## Records from a dataset
# # #

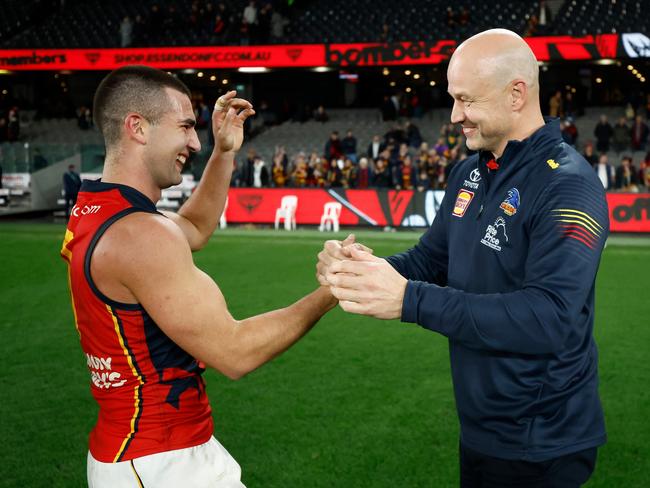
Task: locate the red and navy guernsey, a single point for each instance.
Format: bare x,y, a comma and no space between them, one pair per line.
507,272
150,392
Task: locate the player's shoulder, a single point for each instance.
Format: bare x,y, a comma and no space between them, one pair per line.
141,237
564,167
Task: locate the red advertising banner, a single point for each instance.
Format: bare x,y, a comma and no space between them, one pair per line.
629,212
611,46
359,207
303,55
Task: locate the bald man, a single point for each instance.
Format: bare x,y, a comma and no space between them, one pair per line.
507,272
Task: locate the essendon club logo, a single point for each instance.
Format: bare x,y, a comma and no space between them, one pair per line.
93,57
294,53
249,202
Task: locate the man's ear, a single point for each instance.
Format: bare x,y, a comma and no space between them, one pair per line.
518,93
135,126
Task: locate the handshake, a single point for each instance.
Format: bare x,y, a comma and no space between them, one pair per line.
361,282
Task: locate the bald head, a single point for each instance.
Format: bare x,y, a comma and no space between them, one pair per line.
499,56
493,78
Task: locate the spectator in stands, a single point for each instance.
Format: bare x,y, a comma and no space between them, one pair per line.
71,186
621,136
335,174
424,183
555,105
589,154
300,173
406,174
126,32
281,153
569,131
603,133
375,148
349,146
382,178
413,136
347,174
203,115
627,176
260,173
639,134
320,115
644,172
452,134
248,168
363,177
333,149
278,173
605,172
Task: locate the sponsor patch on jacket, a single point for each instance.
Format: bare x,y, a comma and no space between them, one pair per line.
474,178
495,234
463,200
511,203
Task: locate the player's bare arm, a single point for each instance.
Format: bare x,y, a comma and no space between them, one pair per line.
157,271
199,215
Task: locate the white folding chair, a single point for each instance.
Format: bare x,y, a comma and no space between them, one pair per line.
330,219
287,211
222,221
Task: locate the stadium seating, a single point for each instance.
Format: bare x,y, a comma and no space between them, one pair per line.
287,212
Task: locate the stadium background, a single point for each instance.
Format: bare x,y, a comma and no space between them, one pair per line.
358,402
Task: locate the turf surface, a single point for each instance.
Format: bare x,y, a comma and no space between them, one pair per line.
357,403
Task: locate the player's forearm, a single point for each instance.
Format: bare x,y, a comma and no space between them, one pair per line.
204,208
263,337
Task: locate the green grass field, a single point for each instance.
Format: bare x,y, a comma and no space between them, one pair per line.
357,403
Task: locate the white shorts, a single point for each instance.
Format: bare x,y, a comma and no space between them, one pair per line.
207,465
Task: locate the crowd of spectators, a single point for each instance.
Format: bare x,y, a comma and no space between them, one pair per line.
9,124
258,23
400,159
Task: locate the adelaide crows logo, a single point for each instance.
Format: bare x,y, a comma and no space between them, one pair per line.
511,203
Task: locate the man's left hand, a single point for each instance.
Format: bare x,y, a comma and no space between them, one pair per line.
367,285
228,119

# # #

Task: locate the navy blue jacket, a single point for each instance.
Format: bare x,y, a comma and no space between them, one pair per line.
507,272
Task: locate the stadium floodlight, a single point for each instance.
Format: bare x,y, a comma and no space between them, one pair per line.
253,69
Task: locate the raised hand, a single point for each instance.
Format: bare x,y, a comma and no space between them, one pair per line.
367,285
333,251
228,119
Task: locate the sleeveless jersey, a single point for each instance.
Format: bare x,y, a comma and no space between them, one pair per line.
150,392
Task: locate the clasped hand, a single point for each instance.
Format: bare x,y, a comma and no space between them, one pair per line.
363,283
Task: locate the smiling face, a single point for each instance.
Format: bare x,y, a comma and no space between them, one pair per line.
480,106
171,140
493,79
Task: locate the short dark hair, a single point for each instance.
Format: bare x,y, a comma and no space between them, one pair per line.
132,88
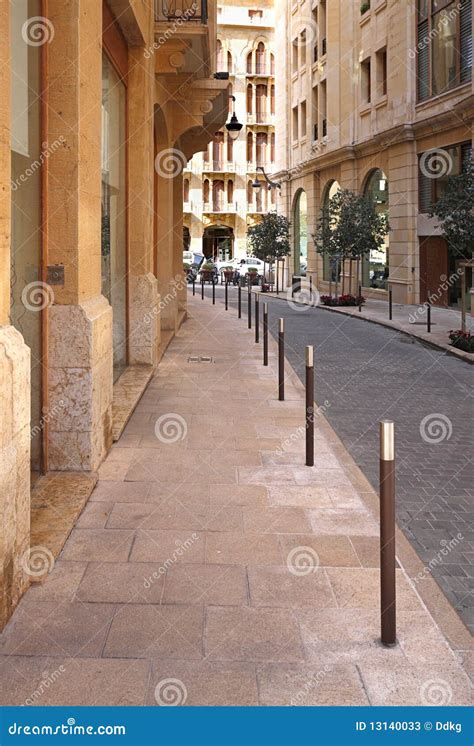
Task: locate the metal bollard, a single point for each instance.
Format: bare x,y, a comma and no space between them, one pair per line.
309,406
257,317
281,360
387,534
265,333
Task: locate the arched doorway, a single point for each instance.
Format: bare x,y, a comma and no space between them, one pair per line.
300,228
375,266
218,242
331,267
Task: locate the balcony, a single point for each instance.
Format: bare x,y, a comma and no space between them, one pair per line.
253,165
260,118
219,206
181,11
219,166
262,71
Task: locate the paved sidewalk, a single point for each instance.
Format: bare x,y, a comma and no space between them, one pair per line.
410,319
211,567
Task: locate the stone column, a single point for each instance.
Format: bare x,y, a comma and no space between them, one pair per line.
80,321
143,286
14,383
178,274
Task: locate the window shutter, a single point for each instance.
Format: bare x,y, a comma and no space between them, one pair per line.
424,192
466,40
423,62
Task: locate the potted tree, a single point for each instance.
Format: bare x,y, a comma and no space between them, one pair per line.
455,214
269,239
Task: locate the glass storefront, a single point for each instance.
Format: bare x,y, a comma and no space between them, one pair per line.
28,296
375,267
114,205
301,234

# # #

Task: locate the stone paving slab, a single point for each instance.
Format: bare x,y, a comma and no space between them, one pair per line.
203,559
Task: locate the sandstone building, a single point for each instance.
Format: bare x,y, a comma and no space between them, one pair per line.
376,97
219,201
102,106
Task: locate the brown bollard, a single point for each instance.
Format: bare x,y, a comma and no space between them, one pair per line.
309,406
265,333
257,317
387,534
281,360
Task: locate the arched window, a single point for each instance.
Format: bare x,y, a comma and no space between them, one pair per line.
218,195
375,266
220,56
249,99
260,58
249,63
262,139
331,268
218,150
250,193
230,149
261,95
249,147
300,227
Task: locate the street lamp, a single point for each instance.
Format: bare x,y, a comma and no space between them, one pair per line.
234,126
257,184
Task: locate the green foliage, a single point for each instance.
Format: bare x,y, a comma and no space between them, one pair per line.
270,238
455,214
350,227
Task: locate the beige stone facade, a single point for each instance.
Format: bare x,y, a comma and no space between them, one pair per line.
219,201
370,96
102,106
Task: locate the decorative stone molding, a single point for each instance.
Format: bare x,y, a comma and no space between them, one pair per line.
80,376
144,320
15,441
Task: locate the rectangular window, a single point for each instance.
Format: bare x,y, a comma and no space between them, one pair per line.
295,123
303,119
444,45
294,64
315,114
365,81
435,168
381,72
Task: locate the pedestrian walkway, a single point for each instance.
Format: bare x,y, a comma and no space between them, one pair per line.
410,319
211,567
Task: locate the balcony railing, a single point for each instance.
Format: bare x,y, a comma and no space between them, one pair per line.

# # #

## Your objective
Take the records above and return, word for word, only the lines that fall from the line with "Task: locate the adelaide" to the line with "Task: locate the man's left", both of them included.

## Exercise answer
Task: locate the adelaide crows logo, a single point for each instance.
Format: bare x,y, a comma and no space between them, one pair per line.
511,203
Task: locate the man's left hand, a single point for each instance.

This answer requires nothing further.